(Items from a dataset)
------
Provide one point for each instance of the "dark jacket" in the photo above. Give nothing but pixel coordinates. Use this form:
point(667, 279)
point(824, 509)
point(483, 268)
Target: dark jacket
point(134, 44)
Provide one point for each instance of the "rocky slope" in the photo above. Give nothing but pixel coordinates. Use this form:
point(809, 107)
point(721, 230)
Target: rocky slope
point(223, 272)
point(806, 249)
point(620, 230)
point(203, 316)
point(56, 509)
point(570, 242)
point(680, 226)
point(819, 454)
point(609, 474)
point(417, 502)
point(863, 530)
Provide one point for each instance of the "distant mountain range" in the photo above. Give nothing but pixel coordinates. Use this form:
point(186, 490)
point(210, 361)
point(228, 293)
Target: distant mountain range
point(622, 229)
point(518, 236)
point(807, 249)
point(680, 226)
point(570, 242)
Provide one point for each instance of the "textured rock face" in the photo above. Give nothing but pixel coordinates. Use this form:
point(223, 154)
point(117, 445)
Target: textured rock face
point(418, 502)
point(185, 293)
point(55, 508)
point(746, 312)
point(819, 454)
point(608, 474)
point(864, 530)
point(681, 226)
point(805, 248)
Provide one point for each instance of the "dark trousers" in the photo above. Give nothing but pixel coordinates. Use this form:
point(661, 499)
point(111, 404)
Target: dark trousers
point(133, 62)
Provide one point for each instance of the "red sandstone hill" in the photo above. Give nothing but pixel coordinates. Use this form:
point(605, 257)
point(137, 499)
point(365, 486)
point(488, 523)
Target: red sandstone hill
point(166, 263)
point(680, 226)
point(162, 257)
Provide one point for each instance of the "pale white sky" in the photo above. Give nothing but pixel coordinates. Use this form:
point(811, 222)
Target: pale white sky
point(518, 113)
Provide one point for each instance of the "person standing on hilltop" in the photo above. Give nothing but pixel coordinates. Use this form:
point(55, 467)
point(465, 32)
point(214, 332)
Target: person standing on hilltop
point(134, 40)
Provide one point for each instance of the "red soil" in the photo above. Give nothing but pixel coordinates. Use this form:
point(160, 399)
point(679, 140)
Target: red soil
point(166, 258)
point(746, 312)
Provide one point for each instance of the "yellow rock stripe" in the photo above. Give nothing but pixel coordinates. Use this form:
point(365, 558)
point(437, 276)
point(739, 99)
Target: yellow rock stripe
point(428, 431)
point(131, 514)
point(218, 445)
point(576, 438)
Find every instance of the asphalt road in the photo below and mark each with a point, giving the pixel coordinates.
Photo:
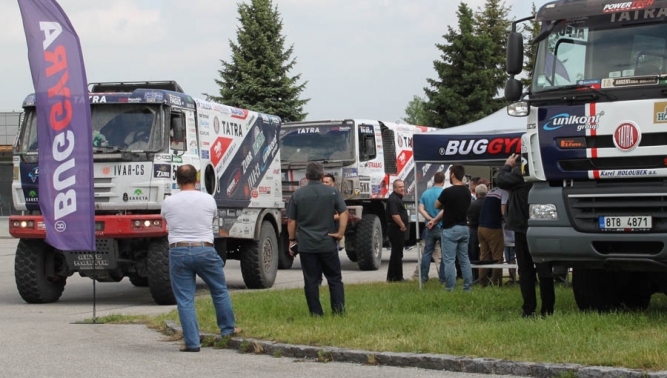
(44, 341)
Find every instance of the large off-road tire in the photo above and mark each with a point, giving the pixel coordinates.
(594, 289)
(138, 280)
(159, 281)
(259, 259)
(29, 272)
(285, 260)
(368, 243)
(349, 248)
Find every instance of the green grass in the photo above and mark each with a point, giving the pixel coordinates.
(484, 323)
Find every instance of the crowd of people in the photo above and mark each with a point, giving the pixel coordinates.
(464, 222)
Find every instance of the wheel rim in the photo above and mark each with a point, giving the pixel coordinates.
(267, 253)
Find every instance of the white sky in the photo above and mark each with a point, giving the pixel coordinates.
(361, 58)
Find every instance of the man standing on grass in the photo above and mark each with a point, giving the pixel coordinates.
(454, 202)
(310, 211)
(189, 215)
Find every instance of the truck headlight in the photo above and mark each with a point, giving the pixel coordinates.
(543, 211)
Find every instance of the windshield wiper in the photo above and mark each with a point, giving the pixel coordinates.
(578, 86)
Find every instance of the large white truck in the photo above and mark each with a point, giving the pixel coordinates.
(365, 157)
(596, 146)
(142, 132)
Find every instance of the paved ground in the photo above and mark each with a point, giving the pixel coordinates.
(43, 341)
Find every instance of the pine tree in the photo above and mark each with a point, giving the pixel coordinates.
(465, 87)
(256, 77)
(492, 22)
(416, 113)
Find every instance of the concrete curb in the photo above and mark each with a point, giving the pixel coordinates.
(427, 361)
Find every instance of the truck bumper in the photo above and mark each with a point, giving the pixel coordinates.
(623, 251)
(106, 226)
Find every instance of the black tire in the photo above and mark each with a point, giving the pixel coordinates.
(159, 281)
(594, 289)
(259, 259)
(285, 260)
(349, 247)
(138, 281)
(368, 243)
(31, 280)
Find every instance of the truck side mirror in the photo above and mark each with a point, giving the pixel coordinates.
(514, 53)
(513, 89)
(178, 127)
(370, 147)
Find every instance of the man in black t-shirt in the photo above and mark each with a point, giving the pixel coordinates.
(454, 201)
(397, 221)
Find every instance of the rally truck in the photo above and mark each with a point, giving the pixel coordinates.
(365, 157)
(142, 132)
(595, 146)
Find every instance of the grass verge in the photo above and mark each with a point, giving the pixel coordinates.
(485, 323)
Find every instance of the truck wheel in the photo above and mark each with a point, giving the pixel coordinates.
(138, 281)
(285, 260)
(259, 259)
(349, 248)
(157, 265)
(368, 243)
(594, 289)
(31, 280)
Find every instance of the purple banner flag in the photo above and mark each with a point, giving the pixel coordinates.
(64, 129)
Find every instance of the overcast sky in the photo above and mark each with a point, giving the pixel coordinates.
------
> [Task]:
Output the data above exactly; pictures do not belong in the copy.

> [Response to the exercise]:
Provide one point for each instance of the "dark jacket" in the photo above. Give nothing but pixel coordinates. Use this form:
point(667, 279)
point(824, 509)
point(483, 268)
Target: dark jacket
point(134, 44)
Provide one point for each instance of the "rocky slope" in the photo above. Give nothing but pixel coordinates. Use this form:
point(809, 107)
point(721, 230)
Target: rocky slope
point(223, 272)
point(806, 249)
point(620, 230)
point(203, 316)
point(56, 509)
point(570, 242)
point(680, 226)
point(819, 454)
point(609, 474)
point(417, 502)
point(863, 530)
Provide one point for each instance of the "distant mountain range" in the photo above. Give nothing but pixel coordinates. Use this form:
point(186, 490)
point(210, 361)
point(228, 293)
Target: distant mountain range
point(622, 229)
point(518, 236)
point(807, 249)
point(680, 226)
point(570, 242)
Provide one point for each instance of the "textured rock face" in the photo above. Give nothing but pixel coordinates. Use this form:
point(223, 154)
point(117, 445)
Target: textured rock face
point(418, 502)
point(185, 293)
point(55, 508)
point(746, 312)
point(819, 454)
point(608, 474)
point(864, 530)
point(681, 226)
point(805, 248)
Provide one point for each instance of the "dark trousers" in the photo above. Give nothing but pixel coordinates. Use this form:
point(661, 499)
point(111, 404)
Target: dark trousers
point(133, 62)
Provide one point for each instance of the "red sandstone hill" in the photo above. Give nothing but pixel coordinates. Use this form:
point(605, 257)
point(137, 499)
point(365, 486)
point(488, 523)
Target: red sandstone hill
point(166, 263)
point(680, 226)
point(162, 257)
Provide one point for each instance of the "pale white sky" in the photo above. Give nothing but pixel coordinates. Use this form:
point(811, 222)
Target: pale white sky
point(518, 113)
Provide one point for each instance of the "person standing on hilltop" in the photo above. Give nothing but pixel coordinates. Use this form:
point(55, 467)
point(465, 32)
point(214, 332)
Target: person standing on hilltop
point(134, 40)
Provide one point for each instance of the "red soil" in the photo above. Give nothing but pixel coordinates. Use this form:
point(160, 399)
point(679, 140)
Target: red soil
point(166, 258)
point(746, 312)
Provide one point for each instance of the "yellow rock stripe" in the photo above. Give nothing but pixel coordinates. Use this form:
point(365, 558)
point(437, 276)
point(739, 99)
Target: yellow rock stripe
point(428, 431)
point(131, 514)
point(218, 445)
point(576, 438)
Find every instance of the asphalt road in the photo below and mark each with a point, giving the pixel coordinates.
Photo:
(44, 341)
Find every instance of the large off-road tire in the photo above and mark each with a point, giving the pixel coordinates.
(594, 289)
(138, 280)
(159, 281)
(259, 259)
(29, 272)
(285, 260)
(368, 243)
(349, 248)
Find every instance of the green grass in the photo above and mark each with a point, giving the pixel coordinates.
(484, 323)
Find every instance of the crowd of people in the photo above and mark each with a point, giving the pixel coordinates.
(464, 222)
Find every instance of the wheel rim in the photo above and mark each with a point, giving the pixel coordinates.
(267, 253)
Find every instance of the white sky in the photo above and mark each with a point, giving the pixel coordinates.
(361, 58)
Find every instance of the man standing on grass in the photo above and mark each with a point, giving the pixel coordinates.
(454, 202)
(310, 211)
(189, 215)
Find every instance of the truck headlight in the photo above and mark each with a point, giving the pixel coordinates.
(543, 211)
Find every instance of the windshield wiper in the photo above and mark each with a point, giving the pixel coordinates.
(578, 86)
Find every instance of the large white truck in the photo above and mark each with a point, giving the pixel coordinates.
(365, 157)
(596, 146)
(142, 132)
Find every instance of the paved ground in the photo above and mark each with a point, giving the pixel coordinates.
(43, 341)
Find every instance of the pine tree in the photo above and mark each with a point, giving the pixel coordinates.
(465, 87)
(256, 77)
(492, 22)
(416, 113)
Find every instance of the concrete curb in the photo above and mark each with a point, giving the pixel coordinates.
(427, 361)
Find every instance of the truck bumper in the photo above and mark each with a point, giving the pixel coordinates.
(623, 251)
(106, 226)
Find every instance of the black tire in the photo above and mark each with a point, giving the pixel coordinates.
(159, 281)
(594, 289)
(259, 259)
(285, 260)
(349, 247)
(138, 281)
(368, 243)
(31, 280)
Find every instance of the truck side mirror in the photo above and mark each with a point, giving the pixel coordinates.
(514, 53)
(513, 89)
(178, 127)
(370, 147)
Find every instance of the man in black t-shirt in the photo above and mark each with a point, giving the pixel coordinates.
(454, 201)
(397, 221)
Find every instance of the rally truck in the photo above and mark each with a point, giving the pixel coordinates.
(365, 157)
(142, 132)
(595, 146)
Find every instance of the grass verge in the photo above and mark each with a point, giving the pixel coordinates.
(485, 323)
Find every instance of the truck wheel in the photo above and mark each with a point, giving the pixel coordinates.
(138, 281)
(285, 260)
(259, 259)
(349, 248)
(157, 265)
(368, 243)
(594, 289)
(31, 280)
Find every instance of the purple banner flag in the photo above and mark each with a point, giving the pixel coordinates.
(64, 129)
Find every instance of the overcast sky in the photo above and mark each with a point, giving the pixel coordinates.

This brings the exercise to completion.